Exact copies are required of the lines from the line containing "of the reddish" through the final line of the listing, both included, and of no other lines.

Coordinate annotation entries
"""
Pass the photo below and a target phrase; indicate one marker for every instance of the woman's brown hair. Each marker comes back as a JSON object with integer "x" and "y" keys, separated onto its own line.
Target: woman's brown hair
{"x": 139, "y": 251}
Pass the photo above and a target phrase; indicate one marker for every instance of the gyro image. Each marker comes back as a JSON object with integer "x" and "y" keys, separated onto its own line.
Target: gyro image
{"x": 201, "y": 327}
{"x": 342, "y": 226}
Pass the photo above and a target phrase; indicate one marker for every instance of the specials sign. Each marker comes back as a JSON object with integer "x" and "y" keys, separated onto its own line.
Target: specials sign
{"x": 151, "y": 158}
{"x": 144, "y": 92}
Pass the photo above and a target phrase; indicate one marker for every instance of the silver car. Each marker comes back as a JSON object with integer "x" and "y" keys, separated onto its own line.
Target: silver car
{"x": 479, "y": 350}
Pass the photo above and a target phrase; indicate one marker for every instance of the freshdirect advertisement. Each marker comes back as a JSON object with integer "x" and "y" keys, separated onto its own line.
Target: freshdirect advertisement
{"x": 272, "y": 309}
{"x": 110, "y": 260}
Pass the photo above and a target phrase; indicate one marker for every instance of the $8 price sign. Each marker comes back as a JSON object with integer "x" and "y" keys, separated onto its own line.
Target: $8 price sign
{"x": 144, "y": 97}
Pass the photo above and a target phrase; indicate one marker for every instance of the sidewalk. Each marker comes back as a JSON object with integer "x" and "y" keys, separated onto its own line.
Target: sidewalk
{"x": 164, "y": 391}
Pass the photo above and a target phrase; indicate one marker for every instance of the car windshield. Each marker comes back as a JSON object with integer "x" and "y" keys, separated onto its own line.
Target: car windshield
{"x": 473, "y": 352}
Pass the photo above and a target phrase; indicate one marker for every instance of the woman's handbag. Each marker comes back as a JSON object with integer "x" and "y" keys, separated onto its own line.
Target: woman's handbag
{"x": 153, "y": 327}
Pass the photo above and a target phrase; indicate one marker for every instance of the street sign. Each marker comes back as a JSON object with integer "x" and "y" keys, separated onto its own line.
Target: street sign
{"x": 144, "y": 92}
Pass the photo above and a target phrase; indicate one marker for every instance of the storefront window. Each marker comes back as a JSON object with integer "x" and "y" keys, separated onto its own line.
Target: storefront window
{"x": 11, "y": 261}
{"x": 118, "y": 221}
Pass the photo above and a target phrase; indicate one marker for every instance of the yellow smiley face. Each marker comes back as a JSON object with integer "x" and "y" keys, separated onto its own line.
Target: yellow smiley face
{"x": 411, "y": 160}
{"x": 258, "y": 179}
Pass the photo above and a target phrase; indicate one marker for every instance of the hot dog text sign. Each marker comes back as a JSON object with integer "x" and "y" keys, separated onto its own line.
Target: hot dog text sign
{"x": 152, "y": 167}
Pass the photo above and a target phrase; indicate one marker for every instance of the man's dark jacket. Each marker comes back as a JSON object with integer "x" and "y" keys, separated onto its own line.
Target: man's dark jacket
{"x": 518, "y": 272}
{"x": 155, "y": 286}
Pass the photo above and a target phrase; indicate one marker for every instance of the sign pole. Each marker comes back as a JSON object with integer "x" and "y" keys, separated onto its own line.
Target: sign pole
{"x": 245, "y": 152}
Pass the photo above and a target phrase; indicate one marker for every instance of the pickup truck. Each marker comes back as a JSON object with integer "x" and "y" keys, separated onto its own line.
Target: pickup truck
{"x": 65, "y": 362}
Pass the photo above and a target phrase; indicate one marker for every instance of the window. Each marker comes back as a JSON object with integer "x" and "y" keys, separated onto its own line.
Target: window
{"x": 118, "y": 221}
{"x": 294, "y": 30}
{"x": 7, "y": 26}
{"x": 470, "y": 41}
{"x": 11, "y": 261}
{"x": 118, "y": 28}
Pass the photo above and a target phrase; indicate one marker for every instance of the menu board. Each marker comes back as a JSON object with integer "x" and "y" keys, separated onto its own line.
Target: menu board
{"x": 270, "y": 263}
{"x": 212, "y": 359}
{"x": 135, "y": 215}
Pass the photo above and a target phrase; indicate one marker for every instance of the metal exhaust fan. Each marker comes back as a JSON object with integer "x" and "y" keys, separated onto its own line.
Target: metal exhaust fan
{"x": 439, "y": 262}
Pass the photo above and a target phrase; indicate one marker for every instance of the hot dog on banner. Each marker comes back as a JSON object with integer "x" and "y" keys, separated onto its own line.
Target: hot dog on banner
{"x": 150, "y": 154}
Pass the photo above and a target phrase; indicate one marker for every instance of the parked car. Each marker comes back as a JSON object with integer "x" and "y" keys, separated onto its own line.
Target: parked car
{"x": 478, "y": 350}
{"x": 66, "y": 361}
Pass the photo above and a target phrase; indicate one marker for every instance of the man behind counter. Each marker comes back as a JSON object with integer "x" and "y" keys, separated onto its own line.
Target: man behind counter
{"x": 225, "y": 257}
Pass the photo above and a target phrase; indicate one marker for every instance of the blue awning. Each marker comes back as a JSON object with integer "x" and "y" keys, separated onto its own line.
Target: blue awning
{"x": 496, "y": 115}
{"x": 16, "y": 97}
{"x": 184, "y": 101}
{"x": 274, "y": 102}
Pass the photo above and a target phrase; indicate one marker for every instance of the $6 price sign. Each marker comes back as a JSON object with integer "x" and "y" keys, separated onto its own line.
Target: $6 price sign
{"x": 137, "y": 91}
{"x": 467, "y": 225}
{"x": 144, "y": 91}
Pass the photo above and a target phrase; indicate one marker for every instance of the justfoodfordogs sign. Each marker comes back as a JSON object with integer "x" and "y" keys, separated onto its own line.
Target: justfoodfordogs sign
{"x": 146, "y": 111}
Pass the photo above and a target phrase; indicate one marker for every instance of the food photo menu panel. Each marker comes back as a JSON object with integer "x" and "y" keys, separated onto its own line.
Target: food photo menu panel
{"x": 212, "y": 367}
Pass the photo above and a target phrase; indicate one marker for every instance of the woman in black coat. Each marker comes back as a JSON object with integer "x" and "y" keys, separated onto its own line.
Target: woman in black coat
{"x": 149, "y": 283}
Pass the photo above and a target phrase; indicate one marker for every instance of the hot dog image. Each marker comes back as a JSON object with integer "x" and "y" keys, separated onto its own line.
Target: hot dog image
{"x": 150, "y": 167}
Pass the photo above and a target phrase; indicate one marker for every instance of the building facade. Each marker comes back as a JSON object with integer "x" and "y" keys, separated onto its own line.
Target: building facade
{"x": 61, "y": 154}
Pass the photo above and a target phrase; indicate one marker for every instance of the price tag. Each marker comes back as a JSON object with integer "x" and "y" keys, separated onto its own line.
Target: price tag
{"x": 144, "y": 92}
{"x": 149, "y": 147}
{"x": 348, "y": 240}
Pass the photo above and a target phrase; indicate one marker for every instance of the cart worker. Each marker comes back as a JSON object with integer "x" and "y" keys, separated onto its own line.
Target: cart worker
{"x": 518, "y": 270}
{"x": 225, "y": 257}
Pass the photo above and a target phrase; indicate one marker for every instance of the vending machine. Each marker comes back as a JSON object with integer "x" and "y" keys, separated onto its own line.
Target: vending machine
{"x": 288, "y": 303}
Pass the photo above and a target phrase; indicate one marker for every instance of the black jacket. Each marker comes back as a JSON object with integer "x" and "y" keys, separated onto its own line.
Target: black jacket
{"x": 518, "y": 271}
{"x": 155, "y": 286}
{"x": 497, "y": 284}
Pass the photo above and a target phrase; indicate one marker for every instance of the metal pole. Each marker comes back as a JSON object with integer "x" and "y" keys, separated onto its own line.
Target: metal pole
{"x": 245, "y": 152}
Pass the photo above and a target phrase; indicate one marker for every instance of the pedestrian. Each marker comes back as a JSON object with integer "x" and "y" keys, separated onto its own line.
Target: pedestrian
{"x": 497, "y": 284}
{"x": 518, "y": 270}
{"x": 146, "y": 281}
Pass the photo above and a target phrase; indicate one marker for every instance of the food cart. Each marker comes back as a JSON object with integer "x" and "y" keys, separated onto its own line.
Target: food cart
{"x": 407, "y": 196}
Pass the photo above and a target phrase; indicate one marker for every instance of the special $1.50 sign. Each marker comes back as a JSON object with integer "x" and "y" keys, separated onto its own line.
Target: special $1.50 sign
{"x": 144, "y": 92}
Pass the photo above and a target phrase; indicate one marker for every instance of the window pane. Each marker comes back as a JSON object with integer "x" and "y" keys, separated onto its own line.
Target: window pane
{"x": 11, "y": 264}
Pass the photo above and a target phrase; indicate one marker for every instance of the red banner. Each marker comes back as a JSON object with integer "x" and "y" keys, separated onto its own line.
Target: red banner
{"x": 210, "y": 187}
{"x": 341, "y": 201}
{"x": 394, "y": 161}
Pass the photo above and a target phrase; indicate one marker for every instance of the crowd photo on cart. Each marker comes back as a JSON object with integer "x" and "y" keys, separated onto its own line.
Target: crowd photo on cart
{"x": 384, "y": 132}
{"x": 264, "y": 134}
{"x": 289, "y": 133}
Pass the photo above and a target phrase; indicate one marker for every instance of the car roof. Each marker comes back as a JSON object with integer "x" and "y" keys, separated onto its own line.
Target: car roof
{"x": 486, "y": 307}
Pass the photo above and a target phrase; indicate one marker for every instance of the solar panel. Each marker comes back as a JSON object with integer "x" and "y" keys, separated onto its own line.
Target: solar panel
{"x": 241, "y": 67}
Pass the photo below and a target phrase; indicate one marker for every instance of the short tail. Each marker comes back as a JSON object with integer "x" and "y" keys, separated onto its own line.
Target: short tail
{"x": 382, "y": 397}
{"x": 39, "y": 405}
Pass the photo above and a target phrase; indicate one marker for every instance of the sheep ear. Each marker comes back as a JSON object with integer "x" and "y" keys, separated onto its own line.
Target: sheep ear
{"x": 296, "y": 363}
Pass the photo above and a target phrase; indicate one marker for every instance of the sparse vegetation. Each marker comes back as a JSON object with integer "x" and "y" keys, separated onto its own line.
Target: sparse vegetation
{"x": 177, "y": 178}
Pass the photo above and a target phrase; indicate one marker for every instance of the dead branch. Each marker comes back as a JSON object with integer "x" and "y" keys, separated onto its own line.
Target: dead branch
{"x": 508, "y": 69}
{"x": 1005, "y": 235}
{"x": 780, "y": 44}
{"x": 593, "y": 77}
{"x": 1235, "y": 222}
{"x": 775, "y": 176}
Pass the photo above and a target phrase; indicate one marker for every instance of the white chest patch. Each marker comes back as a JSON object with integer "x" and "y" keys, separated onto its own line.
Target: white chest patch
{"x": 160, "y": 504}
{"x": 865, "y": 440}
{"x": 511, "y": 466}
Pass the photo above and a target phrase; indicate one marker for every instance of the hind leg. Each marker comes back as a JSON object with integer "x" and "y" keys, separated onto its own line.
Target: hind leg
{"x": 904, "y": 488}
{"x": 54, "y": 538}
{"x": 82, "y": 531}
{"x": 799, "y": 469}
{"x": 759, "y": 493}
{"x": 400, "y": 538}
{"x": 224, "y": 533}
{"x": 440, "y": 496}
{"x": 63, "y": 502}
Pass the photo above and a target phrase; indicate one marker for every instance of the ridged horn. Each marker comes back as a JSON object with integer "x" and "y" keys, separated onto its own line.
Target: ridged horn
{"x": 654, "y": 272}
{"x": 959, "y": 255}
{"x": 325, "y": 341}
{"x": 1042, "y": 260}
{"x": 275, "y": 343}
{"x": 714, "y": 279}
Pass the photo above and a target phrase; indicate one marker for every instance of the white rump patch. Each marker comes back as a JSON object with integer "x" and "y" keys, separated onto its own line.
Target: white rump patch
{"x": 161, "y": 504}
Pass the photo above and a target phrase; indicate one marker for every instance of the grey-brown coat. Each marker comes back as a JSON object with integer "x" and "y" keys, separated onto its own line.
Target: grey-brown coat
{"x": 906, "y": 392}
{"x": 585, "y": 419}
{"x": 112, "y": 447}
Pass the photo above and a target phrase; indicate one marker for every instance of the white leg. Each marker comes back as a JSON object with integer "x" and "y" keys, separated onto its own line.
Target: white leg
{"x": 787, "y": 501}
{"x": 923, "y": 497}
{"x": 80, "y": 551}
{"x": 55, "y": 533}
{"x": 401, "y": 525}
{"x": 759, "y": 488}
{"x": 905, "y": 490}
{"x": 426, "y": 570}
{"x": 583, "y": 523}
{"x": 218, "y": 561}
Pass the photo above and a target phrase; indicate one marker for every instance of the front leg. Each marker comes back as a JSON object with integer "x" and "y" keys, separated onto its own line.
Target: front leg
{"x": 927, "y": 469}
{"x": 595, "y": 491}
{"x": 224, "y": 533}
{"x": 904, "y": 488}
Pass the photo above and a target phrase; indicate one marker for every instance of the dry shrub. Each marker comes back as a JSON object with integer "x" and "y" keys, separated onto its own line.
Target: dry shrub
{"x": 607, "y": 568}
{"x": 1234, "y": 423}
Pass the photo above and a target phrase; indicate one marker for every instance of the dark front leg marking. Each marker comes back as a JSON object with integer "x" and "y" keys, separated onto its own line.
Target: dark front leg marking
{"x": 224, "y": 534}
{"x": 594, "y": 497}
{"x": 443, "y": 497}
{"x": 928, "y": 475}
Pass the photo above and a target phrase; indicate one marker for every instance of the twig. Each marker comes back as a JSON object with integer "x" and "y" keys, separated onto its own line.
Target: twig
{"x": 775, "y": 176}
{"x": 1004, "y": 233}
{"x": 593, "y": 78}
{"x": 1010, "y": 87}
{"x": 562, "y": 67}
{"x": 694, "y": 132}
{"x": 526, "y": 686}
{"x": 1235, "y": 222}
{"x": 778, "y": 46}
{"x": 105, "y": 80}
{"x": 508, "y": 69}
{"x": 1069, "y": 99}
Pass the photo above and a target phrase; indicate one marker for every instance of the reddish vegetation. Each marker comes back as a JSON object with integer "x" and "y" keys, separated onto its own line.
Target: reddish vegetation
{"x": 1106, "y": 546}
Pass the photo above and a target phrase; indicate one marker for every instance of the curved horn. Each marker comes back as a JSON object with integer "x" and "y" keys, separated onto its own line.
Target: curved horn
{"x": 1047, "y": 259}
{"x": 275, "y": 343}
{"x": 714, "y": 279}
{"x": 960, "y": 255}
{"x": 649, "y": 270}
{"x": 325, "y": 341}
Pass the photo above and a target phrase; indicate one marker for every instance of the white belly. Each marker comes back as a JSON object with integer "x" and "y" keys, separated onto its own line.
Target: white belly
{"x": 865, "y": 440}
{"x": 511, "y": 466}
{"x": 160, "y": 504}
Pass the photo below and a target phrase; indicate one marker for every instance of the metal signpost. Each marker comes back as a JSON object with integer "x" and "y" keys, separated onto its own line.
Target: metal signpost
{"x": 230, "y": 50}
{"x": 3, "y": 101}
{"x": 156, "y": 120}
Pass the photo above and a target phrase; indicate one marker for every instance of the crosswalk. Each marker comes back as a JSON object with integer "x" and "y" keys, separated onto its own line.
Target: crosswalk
"""
**Result**
Pass the photo above and a target phrase; indicate one marker for every instance of the reddish vegetation. Each marker comes back as a JSON object with integer "x" and "y" keys, separated onto its own line.
Target: reddish vegetation
{"x": 1106, "y": 546}
Pass the photo above and a target phrase; indicate one marker for every instance of the curved horn. Each marker comes back as a JSON object with integer "x" and "y" keys, separated onto its own line.
Target: curved horn
{"x": 1047, "y": 259}
{"x": 275, "y": 343}
{"x": 714, "y": 279}
{"x": 960, "y": 255}
{"x": 649, "y": 270}
{"x": 325, "y": 341}
Pass the photo above and a target phrase; indicate one marker for every instance of the white belly. Each marker comes back as a JSON object with integer "x" and "y" keys, separated onto its own line.
Target: white belly
{"x": 865, "y": 440}
{"x": 511, "y": 466}
{"x": 160, "y": 504}
Pass the photo below and a target phrase; indicate one marker for every instance of the metal signpost. Each marker comes back as a JSON object with integer "x" and "y" keys, separated onto its own line.
Target: metal signpost
{"x": 230, "y": 50}
{"x": 3, "y": 101}
{"x": 156, "y": 120}
Pass the photo above and a target phrase; indicate one marker for every instance of the crosswalk. Each marker comes back as a JSON object with integer "x" and "y" keys, separated onto its own line.
Target: crosswalk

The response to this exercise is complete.